What you are asked to do
The whole listing is to be transcribed exactly as it stands.

Entries shown
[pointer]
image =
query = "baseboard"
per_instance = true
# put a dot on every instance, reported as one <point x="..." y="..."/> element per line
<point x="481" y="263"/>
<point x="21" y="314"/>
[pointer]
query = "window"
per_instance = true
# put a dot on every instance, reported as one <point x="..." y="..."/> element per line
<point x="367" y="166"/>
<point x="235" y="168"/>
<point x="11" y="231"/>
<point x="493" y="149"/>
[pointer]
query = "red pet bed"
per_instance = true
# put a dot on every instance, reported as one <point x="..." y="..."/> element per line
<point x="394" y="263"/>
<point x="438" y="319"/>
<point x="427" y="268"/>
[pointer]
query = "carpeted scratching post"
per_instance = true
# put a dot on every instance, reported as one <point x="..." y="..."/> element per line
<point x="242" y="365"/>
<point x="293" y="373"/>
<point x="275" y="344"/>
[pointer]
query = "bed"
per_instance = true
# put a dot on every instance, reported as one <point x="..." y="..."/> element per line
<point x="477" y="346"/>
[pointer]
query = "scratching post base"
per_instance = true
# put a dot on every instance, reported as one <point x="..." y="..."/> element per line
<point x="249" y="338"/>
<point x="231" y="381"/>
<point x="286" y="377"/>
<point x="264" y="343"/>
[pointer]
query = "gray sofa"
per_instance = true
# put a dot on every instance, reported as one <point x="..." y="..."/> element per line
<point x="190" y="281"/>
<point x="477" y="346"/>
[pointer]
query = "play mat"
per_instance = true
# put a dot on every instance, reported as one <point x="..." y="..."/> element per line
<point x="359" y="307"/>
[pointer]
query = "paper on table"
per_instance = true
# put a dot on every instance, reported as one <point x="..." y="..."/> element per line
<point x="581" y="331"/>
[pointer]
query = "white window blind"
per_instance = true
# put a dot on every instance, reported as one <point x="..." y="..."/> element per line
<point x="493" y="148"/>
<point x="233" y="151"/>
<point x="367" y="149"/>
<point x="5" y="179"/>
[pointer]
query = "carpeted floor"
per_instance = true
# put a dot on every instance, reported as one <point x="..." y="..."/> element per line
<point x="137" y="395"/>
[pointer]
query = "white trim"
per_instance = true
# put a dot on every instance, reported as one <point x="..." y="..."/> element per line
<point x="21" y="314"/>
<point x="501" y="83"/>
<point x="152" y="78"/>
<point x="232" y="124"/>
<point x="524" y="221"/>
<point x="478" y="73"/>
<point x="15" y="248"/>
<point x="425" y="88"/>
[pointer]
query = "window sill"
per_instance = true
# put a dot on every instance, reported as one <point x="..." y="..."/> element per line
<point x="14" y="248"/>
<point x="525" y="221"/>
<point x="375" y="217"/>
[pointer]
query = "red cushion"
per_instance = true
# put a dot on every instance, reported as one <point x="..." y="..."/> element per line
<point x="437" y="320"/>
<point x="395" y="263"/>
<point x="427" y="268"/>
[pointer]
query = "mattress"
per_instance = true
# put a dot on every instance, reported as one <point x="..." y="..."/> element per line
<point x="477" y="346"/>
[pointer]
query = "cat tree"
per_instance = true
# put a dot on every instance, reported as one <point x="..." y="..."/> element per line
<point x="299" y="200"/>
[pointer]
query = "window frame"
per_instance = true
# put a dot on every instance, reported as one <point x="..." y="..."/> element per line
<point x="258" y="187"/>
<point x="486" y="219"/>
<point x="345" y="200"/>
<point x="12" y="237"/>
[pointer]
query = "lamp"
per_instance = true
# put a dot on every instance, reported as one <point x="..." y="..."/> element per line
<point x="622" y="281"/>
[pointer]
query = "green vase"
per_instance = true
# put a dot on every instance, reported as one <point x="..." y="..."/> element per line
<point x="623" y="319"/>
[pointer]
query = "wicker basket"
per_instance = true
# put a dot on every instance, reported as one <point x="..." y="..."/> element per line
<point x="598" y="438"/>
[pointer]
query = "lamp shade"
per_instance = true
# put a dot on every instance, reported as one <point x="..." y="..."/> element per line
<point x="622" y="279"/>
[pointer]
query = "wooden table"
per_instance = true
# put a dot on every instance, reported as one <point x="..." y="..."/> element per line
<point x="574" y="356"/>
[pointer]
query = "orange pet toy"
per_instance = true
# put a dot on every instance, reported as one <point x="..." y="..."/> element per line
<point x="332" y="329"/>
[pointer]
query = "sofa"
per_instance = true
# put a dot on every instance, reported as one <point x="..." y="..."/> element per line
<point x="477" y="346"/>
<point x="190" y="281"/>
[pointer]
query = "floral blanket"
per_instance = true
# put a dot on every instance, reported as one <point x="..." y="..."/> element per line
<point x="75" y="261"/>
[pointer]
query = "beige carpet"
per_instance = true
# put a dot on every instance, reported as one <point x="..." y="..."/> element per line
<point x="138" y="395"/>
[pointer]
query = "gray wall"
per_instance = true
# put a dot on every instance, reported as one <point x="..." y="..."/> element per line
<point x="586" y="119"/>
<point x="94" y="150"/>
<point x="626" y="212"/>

Task response
[pointer]
image =
query = "baseboard"
per_instance = true
# put a dot on every instance, reported as one <point x="..." y="..."/> element per line
<point x="481" y="263"/>
<point x="21" y="314"/>
[pointer]
query = "window"
per_instance = true
# put a dot on every instance, reported as one <point x="..." y="..."/> element per line
<point x="367" y="166"/>
<point x="235" y="168"/>
<point x="11" y="231"/>
<point x="493" y="149"/>
[pointer]
query = "red pet bed"
per_instance = true
# put a dot on every instance, reported as one <point x="..." y="..."/> element per line
<point x="394" y="263"/>
<point x="438" y="319"/>
<point x="427" y="268"/>
[pointer]
query = "carpeted scratching post"
per_instance = true
# put a dot on every instance, reported as one <point x="..." y="..."/> element per line
<point x="242" y="365"/>
<point x="293" y="373"/>
<point x="275" y="344"/>
[pointer]
query = "bed"
per_instance = true
# put a dot on every instance, reported as one <point x="..." y="..."/> element per line
<point x="477" y="346"/>
[pointer]
query = "scratching post base"
per_instance = true
# put a dot on every instance, reported as one <point x="..." y="..."/> element per line
<point x="249" y="338"/>
<point x="231" y="381"/>
<point x="286" y="377"/>
<point x="264" y="343"/>
[pointer]
query = "gray sofa"
per_instance = true
# put a dot on every instance, reported as one <point x="..." y="..."/> element per line
<point x="190" y="281"/>
<point x="477" y="346"/>
[pointer]
query = "play mat"
per_instance = true
# put a dot on every instance, reported as one <point x="..." y="..."/> element per line
<point x="359" y="307"/>
[pointer]
query = "paper on table"
per_instance = true
# put a dot on every instance, reported as one <point x="..." y="..."/> element per line
<point x="581" y="331"/>
[pointer]
query = "white window blind"
per_instance = true
# put a dot on every instance, reported as one <point x="..." y="..."/> element per line
<point x="493" y="148"/>
<point x="233" y="151"/>
<point x="367" y="149"/>
<point x="5" y="179"/>
[pointer]
query = "carpeted floor"
per_instance = true
# put a dot on every instance, reported as one <point x="..." y="..."/> element per line
<point x="137" y="395"/>
[pointer]
query = "white trim"
per_instance = true
# put a dot on every instance, reported as one <point x="..." y="..."/> element per line
<point x="21" y="314"/>
<point x="501" y="83"/>
<point x="152" y="78"/>
<point x="232" y="124"/>
<point x="524" y="221"/>
<point x="478" y="73"/>
<point x="15" y="248"/>
<point x="425" y="88"/>
[pointer]
query = "window sill"
per_instance = true
# put a dot on every instance, reported as one <point x="..." y="..."/> element per line
<point x="14" y="248"/>
<point x="525" y="221"/>
<point x="375" y="217"/>
[pointer]
query = "red cushion"
per_instance = true
# put a dot on every instance, reported as one <point x="..." y="..."/> element per line
<point x="437" y="320"/>
<point x="395" y="263"/>
<point x="427" y="268"/>
[pointer]
query = "mattress"
per_instance = true
# put a dot on every instance, reported as one <point x="..." y="..."/> element per line
<point x="477" y="346"/>
[pointer]
query = "cat tree"
per_instance = true
# put a dot on every instance, reported as one <point x="..." y="..."/> element per line
<point x="299" y="200"/>
[pointer]
query = "window frame"
per_instance = true
# put a dot on every instance, reported as one <point x="..." y="..."/> element per line
<point x="258" y="187"/>
<point x="486" y="219"/>
<point x="345" y="200"/>
<point x="12" y="237"/>
[pointer]
query = "lamp"
per_instance = true
# put a dot on every instance, reported as one <point x="..." y="..."/> element per line
<point x="622" y="281"/>
[pointer]
query = "green vase"
per_instance = true
# put a dot on every instance, reported as one <point x="..." y="..."/> element per line
<point x="623" y="319"/>
[pointer]
query = "wicker basket"
per_instance = true
# put a dot on every instance, reported as one <point x="..." y="..."/> element per line
<point x="598" y="438"/>
[pointer]
query = "lamp shade"
per_instance = true
# put a dot on every instance, reported as one <point x="..." y="..."/> element per line
<point x="622" y="279"/>
[pointer]
query = "wooden table"
per_instance = true
# put a dot on every instance, reported as one <point x="..." y="..."/> element per line
<point x="574" y="356"/>
[pointer]
query = "orange pet toy"
per_instance = true
# put a dot on every instance, reported as one <point x="..." y="..."/> element per line
<point x="332" y="329"/>
[pointer]
query = "sofa"
per_instance = true
# put a dot on every instance, reported as one <point x="..." y="..."/> element per line
<point x="477" y="346"/>
<point x="190" y="281"/>
[pointer]
query = "floral blanket"
per_instance = true
# put a dot on every instance, reported as one <point x="..." y="..."/> element per line
<point x="75" y="261"/>
[pointer]
query = "beige carpet"
per_instance = true
# put a dot on every instance, reported as one <point x="..." y="..."/> element per line
<point x="138" y="395"/>
[pointer]
query = "gray wall"
per_instance = true
# put a dot on every instance, reported as one <point x="..." y="..."/> element per line
<point x="586" y="119"/>
<point x="94" y="150"/>
<point x="626" y="212"/>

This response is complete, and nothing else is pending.